— INPUT —
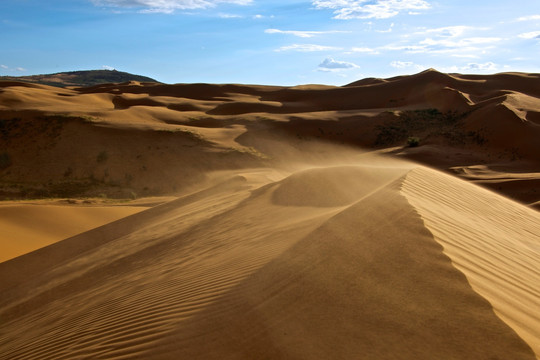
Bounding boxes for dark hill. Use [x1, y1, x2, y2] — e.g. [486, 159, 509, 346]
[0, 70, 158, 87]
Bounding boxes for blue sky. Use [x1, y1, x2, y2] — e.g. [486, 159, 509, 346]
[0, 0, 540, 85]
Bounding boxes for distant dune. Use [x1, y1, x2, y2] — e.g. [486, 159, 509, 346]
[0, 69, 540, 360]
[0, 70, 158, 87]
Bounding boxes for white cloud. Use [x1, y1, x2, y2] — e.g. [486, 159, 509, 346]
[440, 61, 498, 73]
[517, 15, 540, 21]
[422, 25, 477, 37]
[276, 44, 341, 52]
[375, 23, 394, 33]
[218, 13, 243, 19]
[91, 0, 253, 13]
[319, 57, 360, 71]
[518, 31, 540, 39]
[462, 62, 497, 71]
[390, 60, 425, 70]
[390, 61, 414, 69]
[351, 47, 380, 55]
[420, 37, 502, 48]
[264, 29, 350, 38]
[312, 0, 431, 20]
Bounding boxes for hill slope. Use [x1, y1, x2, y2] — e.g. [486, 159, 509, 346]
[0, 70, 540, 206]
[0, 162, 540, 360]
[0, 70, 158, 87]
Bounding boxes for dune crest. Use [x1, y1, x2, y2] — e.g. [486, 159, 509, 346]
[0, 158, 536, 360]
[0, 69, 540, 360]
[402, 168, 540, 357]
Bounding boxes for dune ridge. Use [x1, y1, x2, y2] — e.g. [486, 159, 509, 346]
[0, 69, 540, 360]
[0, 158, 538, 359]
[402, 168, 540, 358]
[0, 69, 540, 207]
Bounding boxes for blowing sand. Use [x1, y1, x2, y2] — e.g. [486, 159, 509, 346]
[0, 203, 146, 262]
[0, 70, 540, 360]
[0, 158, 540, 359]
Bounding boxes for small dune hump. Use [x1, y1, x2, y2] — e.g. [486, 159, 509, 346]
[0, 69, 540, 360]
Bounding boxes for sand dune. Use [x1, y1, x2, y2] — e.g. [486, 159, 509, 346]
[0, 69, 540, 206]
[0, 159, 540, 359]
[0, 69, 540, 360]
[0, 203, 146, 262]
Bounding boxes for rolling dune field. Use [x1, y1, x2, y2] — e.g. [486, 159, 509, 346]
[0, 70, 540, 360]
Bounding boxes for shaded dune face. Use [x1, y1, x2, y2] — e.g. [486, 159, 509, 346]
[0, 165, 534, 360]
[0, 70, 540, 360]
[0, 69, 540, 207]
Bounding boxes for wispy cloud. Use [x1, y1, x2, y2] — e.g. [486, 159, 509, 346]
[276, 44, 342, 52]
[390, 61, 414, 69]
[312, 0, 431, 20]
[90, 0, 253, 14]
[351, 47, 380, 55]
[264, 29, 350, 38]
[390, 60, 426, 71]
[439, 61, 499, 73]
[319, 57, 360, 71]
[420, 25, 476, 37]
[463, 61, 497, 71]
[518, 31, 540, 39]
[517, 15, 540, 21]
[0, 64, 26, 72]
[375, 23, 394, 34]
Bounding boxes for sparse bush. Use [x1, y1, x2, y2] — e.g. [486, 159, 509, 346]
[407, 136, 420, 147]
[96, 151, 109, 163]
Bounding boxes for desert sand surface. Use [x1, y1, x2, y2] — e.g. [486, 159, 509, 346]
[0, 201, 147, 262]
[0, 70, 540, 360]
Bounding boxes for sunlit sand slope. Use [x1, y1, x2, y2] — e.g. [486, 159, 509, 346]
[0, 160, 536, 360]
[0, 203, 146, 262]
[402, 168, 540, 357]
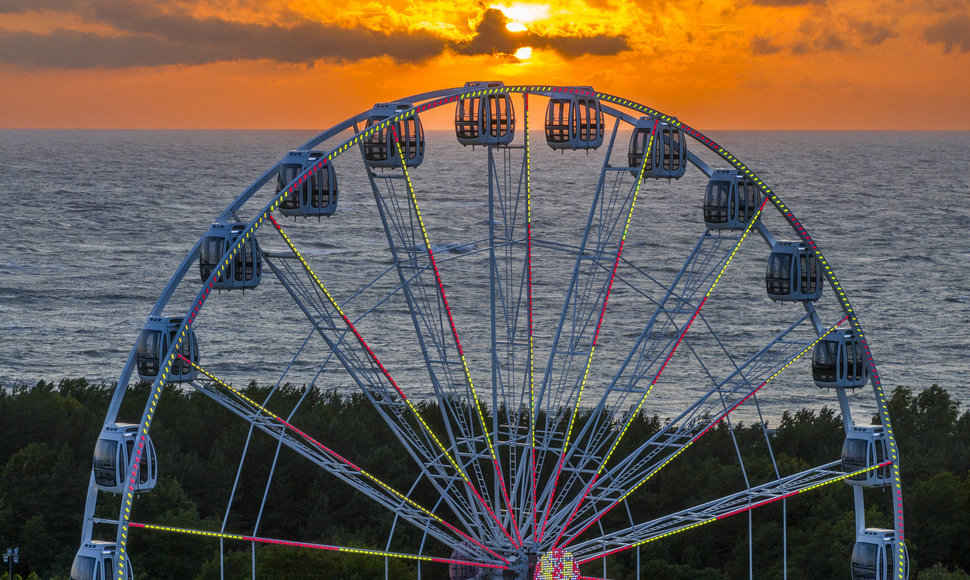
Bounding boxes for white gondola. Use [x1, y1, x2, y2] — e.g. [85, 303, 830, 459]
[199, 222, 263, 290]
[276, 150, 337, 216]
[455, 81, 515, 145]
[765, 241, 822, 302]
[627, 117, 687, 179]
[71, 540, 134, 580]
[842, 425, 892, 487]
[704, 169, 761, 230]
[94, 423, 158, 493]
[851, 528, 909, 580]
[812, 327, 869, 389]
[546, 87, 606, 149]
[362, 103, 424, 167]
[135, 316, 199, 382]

— INSTRUCTIONS FOR THE TASK —
Rewrite the stretch from the start of the records through the line containing "[0, 158, 540, 359]", requests included, offsetting every bounding-box coordinate in the answers by 31. Leave the pictures out.

— THE ANSWER —
Bounding boxes for dark hill. Use [x1, y1, x2, y2] — e.g. [486, 159, 509, 346]
[31, 101, 189, 118]
Bounding boxes for blue sky. Use [x1, y1, x2, y2] — e.g. [486, 159, 509, 346]
[31, 31, 571, 116]
Bounding boxes for distant dune. Use [x1, y1, x2, y2] — e.g. [486, 159, 509, 346]
[31, 100, 571, 391]
[31, 101, 189, 118]
Bounding boxes for white cloud. Use [x1, y1, x2, y2] — e.g. [486, 159, 509, 346]
[471, 92, 529, 104]
[548, 46, 571, 52]
[453, 56, 508, 68]
[307, 75, 372, 83]
[406, 54, 425, 64]
[249, 44, 274, 50]
[122, 31, 284, 44]
[350, 88, 391, 102]
[549, 62, 571, 70]
[493, 93, 528, 102]
[421, 91, 456, 101]
[421, 92, 445, 100]
[382, 78, 411, 86]
[451, 68, 533, 79]
[295, 60, 381, 69]
[343, 31, 462, 51]
Bounding boxes for hill slope. Use [x1, y1, x2, y2] — e.g. [486, 159, 509, 346]
[31, 101, 571, 237]
[31, 193, 571, 391]
[31, 101, 189, 118]
Bounding boxes for dune crest. Use [x1, y1, x2, y2] — e.g. [486, 159, 509, 346]
[31, 189, 567, 391]
[31, 100, 571, 391]
[433, 199, 571, 388]
Bounding boxes for dune ridge. Use [x1, y1, x2, y2] — e.g. [486, 159, 509, 346]
[31, 100, 571, 391]
[31, 189, 569, 390]
[433, 199, 571, 389]
[31, 100, 571, 238]
Bounding boxes for blowing sand. Use [x1, y1, x2, y2] — e.g. [486, 159, 509, 346]
[31, 234, 177, 293]
[31, 101, 571, 391]
[31, 189, 571, 390]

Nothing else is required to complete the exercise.